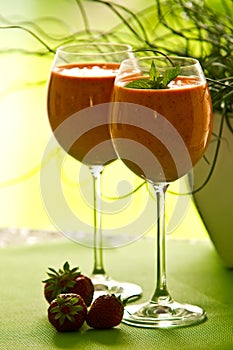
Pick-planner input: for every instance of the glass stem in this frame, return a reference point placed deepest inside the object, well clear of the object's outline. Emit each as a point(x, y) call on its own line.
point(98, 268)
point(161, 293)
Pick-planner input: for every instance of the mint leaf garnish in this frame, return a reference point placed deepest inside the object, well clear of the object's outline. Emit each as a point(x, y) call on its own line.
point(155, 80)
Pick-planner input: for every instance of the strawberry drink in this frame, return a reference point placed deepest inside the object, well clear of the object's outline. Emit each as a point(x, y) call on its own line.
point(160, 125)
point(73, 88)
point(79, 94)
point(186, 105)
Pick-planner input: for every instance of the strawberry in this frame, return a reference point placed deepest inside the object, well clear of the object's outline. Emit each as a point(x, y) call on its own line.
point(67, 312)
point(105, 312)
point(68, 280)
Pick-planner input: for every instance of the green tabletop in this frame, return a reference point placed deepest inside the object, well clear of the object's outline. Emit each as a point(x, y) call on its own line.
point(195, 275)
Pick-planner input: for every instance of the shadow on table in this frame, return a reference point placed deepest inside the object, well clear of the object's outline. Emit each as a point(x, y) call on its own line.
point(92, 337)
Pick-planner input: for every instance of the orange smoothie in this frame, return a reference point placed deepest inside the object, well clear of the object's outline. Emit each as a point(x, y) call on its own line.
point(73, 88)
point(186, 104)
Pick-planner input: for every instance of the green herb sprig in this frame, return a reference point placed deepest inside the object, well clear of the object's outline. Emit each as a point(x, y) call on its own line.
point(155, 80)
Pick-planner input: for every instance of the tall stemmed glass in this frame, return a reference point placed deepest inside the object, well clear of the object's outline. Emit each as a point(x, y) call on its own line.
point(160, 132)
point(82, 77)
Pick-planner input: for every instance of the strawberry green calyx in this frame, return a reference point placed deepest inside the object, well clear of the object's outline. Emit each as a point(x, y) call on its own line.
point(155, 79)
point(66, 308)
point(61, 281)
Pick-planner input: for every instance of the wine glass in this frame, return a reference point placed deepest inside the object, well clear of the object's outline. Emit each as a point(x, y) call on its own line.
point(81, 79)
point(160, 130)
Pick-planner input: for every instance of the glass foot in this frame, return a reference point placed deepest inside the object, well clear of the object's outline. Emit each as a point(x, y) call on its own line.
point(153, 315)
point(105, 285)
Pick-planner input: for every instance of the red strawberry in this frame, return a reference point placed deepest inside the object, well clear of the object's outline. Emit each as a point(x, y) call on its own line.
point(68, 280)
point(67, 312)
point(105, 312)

-- -- --

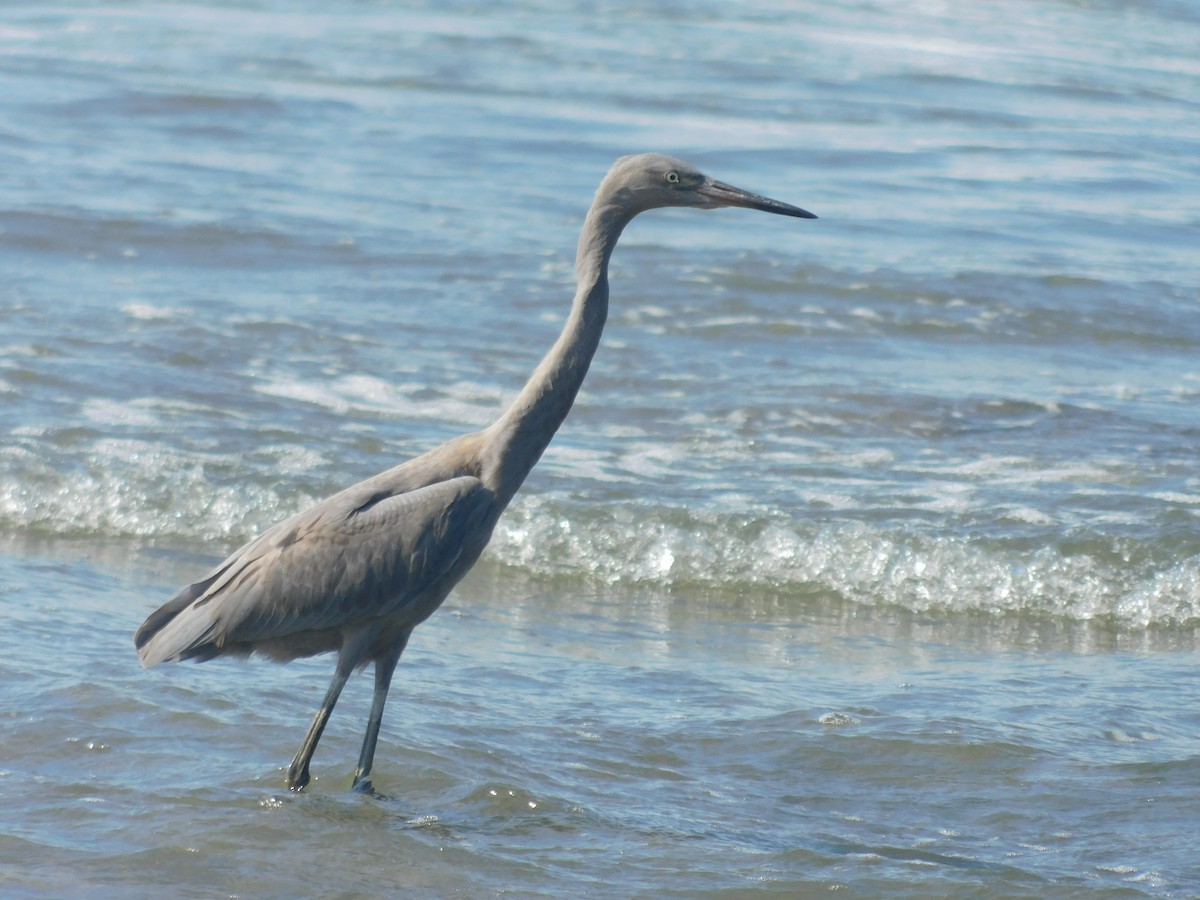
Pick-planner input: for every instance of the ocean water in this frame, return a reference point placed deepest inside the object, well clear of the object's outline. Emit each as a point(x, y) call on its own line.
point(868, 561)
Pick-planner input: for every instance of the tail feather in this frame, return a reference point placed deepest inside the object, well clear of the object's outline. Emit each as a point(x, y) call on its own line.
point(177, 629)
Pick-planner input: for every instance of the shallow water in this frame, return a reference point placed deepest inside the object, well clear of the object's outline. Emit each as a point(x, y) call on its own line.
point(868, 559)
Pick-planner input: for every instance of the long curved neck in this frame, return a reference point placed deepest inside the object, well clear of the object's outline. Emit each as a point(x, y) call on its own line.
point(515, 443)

-- -- --

- WHAT YOU WILL DO: Can you write out the data between the line holding "Pick-planner input: for every instance of the ocean" and the line holding "point(515, 443)", inclusive, with every line reproduced exactly?

- WRITTEN RESPONSE:
Pick-planner input: for every instance of the ocean water in this frame, return a reference point placed deepest inside the object, well clear of the object's outline. Emit each as a point(x, y) call on its own line.
point(868, 561)
Pick-planner input: for every instance of the tail feather in this frame, return a reference point placed deepest inside the object, well clear of the object's outline. Emit each as a point(x, y) call on its own line.
point(177, 629)
Pick-planner input: for every instance of the shallow water in this frame, return a reference point placed deepest inside the object, well clear of the object's outline. Emit each as a point(x, y) call on its own line.
point(868, 559)
Pick-planner input: for every instance of the long curved neck in this frame, return a reference point placed deepest inside the object, well clear of the object's outline. Emit each as a point(x, y) call on its own line.
point(515, 443)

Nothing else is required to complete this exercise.